Testo di partenza>
▬▬▬
Impossibile riassumere il fitto intreccio di storie: grazie a una polifonia di voci, corpi, emozioni, Cantet offre un ritratto per nulla didascalico di Cuba, ricco di notazioni e giudizi mai gridati, restituiti con immediatezza dai personaggi che incarnano la fatica del vivere sotto una dittatura. La terrazza funziona come una finestra sul cortile hitchcockiana. Da lì si assiste alla vita quotidiana: ragazzi che uccidono un maiale, un litigio tra innamorati, il tifo calcistico. E soprattutto il brusio de L’Avana, chiassosa e calda, tenera e violenta.

Il film così costruisce un contrappunto sottile e continuo tra storia e realtà, memoria e attualità, aspettative tradite e miseria del quotidiano, riscattando il potentissimo spaccato di vita con un finale possibilista, in cui i protagonisti guardano arrivare l’alba.
▬▬▬
Dati forniti>
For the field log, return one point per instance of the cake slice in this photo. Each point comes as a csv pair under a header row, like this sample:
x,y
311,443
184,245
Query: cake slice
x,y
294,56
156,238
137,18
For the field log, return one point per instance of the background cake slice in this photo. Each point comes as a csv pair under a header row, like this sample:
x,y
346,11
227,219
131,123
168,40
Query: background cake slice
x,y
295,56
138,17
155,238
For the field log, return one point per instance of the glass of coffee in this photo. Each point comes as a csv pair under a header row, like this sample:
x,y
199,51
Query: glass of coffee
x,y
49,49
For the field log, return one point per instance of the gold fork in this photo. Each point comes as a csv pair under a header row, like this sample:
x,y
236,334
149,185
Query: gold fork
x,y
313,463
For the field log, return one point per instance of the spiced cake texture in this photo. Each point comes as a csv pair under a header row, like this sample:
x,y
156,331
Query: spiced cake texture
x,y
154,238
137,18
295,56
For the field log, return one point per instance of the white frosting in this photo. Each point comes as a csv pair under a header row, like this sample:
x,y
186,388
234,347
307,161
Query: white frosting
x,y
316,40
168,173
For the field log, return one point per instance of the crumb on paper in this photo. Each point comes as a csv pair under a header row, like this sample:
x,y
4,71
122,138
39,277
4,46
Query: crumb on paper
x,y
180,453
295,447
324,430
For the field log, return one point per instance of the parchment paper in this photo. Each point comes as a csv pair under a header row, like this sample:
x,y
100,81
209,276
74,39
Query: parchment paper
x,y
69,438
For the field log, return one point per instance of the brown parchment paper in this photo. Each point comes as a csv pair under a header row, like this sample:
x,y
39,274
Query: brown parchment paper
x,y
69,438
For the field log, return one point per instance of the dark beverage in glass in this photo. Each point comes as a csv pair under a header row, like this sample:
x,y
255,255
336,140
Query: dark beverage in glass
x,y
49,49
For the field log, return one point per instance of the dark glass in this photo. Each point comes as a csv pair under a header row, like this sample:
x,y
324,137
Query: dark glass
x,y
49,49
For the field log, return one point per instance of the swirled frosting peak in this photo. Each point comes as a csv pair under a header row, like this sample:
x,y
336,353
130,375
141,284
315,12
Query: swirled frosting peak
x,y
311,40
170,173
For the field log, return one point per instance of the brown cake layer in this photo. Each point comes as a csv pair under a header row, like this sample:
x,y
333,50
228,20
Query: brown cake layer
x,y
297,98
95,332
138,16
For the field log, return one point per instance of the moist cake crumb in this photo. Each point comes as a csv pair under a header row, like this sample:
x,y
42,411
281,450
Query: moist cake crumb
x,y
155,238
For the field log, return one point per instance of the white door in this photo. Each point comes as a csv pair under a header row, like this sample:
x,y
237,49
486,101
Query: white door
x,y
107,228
▬▬▬
Riprenda la recensione del film di Cantet su Cuba e la prosegua dopo la frase conclusiva sull'alba.

Il risultato>
Cantet compone un affresco di mirabile complessità con pochissimi mezzi: un fitto testo di sapore teatrale – cui gli attori aderiscono con straordinaria naturalezza –, unità di tempo e luogo, riprese quasi solo di primi piani, campi e controcampi. Parlando di Cuba parla a tutti noi, abitanti precari di un mondo globalizzato che mette a dura prova sogni e aspirazioni. E allora ci scopriamo tutti, fiduciosi, a salutare l’alba del giorno dopo.